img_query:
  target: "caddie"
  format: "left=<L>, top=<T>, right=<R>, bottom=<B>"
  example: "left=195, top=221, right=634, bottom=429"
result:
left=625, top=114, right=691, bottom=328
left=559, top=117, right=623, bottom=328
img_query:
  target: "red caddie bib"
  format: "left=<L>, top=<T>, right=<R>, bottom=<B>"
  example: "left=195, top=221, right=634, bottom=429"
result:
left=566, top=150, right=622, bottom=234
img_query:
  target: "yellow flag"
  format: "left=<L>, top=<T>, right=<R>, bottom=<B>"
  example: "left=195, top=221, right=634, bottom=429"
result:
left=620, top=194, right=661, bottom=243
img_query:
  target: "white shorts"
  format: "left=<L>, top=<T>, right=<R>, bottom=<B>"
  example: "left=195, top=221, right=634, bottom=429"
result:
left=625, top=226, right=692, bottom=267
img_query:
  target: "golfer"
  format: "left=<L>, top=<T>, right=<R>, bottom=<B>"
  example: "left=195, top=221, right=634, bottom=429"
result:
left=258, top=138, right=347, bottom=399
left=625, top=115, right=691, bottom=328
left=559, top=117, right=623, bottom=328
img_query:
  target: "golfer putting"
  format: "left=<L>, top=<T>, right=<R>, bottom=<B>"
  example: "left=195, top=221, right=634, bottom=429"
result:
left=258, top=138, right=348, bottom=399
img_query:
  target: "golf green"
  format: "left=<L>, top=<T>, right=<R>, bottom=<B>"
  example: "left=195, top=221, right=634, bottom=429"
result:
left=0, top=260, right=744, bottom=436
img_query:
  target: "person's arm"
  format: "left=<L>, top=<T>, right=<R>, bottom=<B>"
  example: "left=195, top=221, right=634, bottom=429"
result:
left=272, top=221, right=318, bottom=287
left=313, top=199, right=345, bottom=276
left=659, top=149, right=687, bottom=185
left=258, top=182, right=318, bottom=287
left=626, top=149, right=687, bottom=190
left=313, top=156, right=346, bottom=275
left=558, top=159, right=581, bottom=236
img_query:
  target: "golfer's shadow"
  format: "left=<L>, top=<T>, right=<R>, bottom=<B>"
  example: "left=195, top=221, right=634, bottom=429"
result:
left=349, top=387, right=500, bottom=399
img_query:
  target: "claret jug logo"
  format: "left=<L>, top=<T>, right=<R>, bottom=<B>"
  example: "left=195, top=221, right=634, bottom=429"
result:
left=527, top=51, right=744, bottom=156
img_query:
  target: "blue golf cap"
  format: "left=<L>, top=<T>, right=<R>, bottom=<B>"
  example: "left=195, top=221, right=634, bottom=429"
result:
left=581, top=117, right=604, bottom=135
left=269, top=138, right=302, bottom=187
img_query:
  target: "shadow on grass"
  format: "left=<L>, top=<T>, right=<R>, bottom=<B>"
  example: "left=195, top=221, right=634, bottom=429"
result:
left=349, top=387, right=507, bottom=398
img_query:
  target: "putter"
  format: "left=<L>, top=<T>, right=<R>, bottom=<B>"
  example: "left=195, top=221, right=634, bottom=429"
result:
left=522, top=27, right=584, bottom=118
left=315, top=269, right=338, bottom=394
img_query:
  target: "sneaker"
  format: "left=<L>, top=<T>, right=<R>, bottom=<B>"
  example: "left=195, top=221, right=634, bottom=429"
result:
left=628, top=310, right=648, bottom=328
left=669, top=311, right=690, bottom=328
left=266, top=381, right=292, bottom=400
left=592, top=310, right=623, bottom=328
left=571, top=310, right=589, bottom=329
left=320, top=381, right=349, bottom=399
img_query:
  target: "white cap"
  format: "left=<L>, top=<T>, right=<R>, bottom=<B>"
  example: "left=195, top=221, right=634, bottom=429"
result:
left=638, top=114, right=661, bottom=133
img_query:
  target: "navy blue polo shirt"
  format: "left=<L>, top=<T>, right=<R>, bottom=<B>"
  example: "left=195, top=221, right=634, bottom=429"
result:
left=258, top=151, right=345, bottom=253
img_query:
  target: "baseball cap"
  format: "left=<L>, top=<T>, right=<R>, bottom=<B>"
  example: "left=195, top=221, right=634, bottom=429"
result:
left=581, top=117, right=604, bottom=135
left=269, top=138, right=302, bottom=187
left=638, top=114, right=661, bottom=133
-- -- --
Directive »
Extract every line of the records that contains the string "blue", treating uppercase and lowercase as different.

Exercise output »
  target: "blue golf cap"
  target: "navy blue polo shirt"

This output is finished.